Tasks to carry out:
- 1) Decide whether each statement below agrees with the passage on Hegel and neuroscience. For each, answer yes or no and quote the deciding words from that passage.
(a) Neuroscientists usually take a strong interest in classical continental philosophy.
(b) The mechanistic approach is identified as the INSOSCI methodological framework.
(c) Marchetti and Koster point to the mirror neuron system and the default mode network as support for Hegel's views.
- 2) Continue the passage on Hegel and neuroscience with the next part, starting after its last sentence.

Exercise passage:
----------

Hegel?? Yes, Hegel!


Neuroscientists normally have scant interest for classical continental philosophy. If at all, they would study modern analytical philosophy, which in turn pays back with explicit consideration of neuroscience, as is evident in the INSOSCI methodological framework, the mechanistic approach. So, it came as a big surprise to me reading a paper by Marchetti and Koster on a Hegelian hypothesis on consciousness. The authors argue that Hegel’s concept of recognition is powerful for explaining the interdependency of selves in constructing self-consciousness. Hegel’s idea was that human self-consciousness is fundamentally social, and Marchetti and Koster think that recent developments in the neuroscience, especially regarding the mirror neuron system and the default mode network, vindicate his philosophical views in empirical neuroscience terms.

----------

Data for review:
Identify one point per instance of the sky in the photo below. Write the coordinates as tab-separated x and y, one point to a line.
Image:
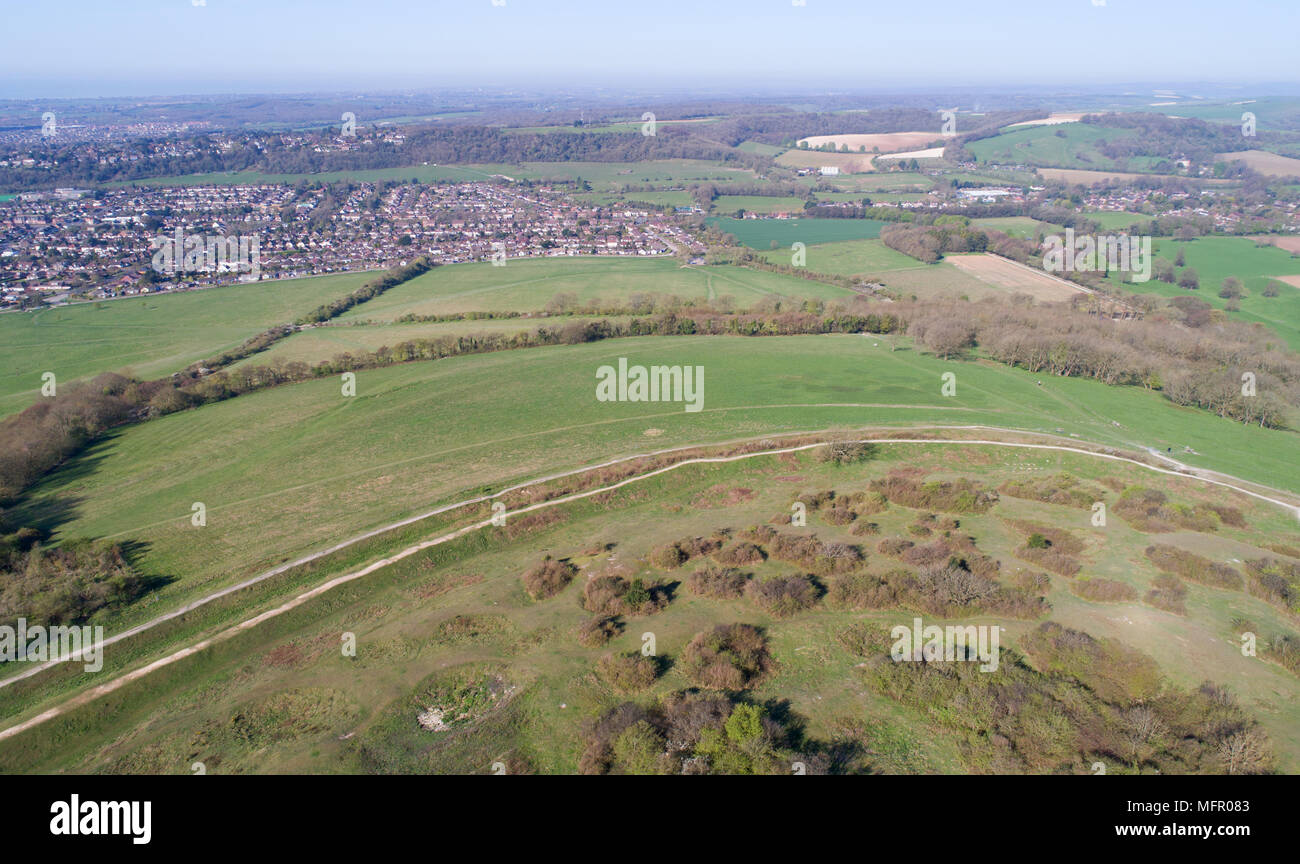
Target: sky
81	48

----------

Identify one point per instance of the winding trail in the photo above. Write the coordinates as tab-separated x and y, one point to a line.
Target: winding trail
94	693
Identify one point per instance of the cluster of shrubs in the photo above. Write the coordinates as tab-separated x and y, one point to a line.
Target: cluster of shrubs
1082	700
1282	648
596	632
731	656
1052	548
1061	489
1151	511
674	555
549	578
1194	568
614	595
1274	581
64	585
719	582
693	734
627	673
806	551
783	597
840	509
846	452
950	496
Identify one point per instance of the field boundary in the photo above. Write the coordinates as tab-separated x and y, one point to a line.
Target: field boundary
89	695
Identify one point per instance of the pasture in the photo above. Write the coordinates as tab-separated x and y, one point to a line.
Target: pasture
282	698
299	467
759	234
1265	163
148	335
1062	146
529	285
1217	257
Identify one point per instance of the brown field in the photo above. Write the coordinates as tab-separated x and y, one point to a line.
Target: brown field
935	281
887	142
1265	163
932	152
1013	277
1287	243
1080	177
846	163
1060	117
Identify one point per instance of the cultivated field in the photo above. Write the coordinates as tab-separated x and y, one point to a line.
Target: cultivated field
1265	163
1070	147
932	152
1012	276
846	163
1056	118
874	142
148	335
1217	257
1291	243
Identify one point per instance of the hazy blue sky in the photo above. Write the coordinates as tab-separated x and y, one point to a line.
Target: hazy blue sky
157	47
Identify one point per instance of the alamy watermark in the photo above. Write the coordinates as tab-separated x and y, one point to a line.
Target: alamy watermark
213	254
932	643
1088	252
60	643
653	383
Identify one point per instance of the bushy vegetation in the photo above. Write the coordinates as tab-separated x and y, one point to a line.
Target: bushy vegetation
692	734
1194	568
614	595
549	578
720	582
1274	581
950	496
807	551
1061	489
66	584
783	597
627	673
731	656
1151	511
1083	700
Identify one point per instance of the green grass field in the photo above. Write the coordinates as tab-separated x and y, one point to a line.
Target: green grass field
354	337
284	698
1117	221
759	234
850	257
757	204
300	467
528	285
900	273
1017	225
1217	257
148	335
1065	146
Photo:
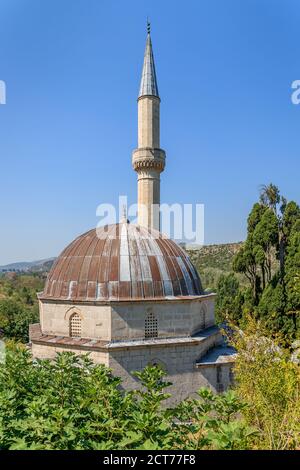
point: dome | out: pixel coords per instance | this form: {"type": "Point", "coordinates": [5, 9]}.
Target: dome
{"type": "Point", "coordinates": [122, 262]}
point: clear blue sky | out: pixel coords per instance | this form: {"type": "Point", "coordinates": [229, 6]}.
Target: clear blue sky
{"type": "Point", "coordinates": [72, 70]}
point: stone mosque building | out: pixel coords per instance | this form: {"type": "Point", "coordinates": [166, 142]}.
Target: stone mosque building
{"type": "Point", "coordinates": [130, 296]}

----------

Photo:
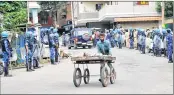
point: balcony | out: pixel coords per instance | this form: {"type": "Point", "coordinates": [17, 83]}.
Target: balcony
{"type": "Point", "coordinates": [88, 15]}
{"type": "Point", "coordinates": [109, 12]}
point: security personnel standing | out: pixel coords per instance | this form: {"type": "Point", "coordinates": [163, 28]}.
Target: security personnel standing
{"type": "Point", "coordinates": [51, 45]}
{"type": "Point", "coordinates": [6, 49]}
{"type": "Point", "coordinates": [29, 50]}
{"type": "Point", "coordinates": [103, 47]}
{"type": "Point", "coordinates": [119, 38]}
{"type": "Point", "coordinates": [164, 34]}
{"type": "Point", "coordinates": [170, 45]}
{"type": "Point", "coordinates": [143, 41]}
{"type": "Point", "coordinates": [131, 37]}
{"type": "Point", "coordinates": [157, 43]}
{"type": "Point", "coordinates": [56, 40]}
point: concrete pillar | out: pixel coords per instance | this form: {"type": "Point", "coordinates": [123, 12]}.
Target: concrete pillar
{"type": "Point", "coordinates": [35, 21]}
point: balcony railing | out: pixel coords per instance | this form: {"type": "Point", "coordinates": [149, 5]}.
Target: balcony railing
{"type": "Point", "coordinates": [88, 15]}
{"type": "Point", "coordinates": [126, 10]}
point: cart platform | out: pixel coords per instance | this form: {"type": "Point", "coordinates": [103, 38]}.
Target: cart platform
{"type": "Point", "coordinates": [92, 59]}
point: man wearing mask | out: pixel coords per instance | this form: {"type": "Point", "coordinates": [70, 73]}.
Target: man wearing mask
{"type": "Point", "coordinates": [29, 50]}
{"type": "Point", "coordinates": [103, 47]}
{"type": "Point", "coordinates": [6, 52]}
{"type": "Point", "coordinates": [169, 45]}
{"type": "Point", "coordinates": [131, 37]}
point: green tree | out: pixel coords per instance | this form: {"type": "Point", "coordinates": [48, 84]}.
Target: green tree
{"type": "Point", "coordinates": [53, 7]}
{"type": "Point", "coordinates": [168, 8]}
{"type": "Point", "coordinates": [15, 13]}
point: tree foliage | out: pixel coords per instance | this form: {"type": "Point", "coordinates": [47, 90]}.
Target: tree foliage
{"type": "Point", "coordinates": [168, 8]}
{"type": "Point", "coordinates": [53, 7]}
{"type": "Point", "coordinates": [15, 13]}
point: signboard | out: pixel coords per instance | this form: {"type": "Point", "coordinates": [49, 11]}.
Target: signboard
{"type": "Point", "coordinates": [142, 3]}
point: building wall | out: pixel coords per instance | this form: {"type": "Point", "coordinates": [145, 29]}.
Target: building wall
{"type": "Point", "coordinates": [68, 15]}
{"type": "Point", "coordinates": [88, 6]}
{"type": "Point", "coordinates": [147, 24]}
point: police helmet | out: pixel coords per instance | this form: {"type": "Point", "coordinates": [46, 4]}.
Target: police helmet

----------

List of answers:
- 1)
(a) No: "Neuroscientists normally have scant interest for classical continental philosophy."
(b) Yes: "as is evident in the INSOSCI methodological framework, the mechanistic approach."
(c) Yes: "recent developments in the neuroscience, especially regarding the mirror neuron system and the default mode network, vindicate his philosophical views in empirical neuroscience terms."

- 2)
This is a position that Ivan Boldyrev and I have already developed in our book on Hegel, in which the brain sciences play an important role. Indeed, there are emerging fields within neuroscience which further support this case, such as cultural neuroscience. In a recent review, Han and co-authors describe this approach as non-reductionist, approach culture and the brain as co-evolving phenomena, and suggest viewing the brain as ‘biosocial’ entity. One central fact in this research is the malleability of the brain, even in the sense of offering competing types of structural dispositions, for example, when bilingual subjects manifest different activation patterns of the brain in task processing when tasks are presented in the two languages, respectively. This often involves those brain areas which presumably are specialized on social coordination, theory of mind, and selfhood. Thus, psychological and sociological approaches to culture can be related to neuronal mechanisms, but we cannot say that those mechanisms are causal antecedent to the behavioural phenomena, because the external cultural triggers are equally powerful in determining the effects.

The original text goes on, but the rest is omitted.